Yapılan araştırmalar sonucunda mezun olur olmaz iş garantili bölüm sayısının ‘sıfıra yakın’ düzeyde seyrettiğini söyleyen Gül, şu ifadelere yer verdi; “Doyum noktasına ulaşmak üzere olan, tıp, bazı sağlık bölümleri ve birkaç mühendislik dalı haricinde mezun olur olmaz işe girilebilecek neredeyse hiç bölüm yok. Bu sebeple, hangi bölüm olursa olsun, hangi şehir olursa olsun öğrencinin kendine artı değer katabileceği, fark yaratabileceği, heybesini doldurup mezun olabileceği bir üniversite hayatı en önemli nokta. Bu da bizi, öğrencinin severek, detaylarına kadar öğrenerek ve mesleğini çok iyi bilerek mezun olacağı, bunlarla birlikte entellektüel olarak kendine bir şeyler katabileceği bir üniversite hayatı yaşaması gerektiğini bizlere gösteriyor.”

§ **Görev tanımı**: Mezuniyet sonrası iş garantisi ve üniversite hayatı üzerine yukarıdaki metni, son cümlesinden sonra gelecek şekilde sürdürün.

§ **Sağlanan malzeme**:
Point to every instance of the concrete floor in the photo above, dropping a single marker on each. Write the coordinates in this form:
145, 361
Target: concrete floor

§ **Alıştırma yanıtı**:
“HEYBELERİNİ DOLDURMAK ÖĞRENCİNİN GÖREVİDİR”
Üniversitelerin, ‘diploma veren bina’ olarak tanımlanmasının yanlış olduğuna işaret eden Gül, gençlerin ve ailelerin bu noktada yanlış tutumlar içerisinde bulunduğunu dile getirdi. Gül, şöyle devam etti; “Üniversite bir öğrenciye çok fazla deneyim, beceri, bilgi, girişim, özgüven ve fırsat kapısı açar. Bu kapılardan geçip bunları heybeye doldurmak aslen öğrencinin görevidir. Katılacağı her seminer, tanışacağı her konuşmacı, birlikte iş yapacağı her arkadaşı öğrenciye sayısız olanak sunabilir. Bunların farkında olan bir öğrenci, henüz mezun dahi olmadan iş teklifleri alabilir, geleceğini kurmaya başlayabilir. Fakat unutulmamalıdır ki, bu öğrencinin sorumluluğunda ilerleyecek bir süreçtir.”
“ÖĞRENCİNİN KARAKTERİ BİRİNCİL FAKTÖRÜ OLUŞTURUYOR”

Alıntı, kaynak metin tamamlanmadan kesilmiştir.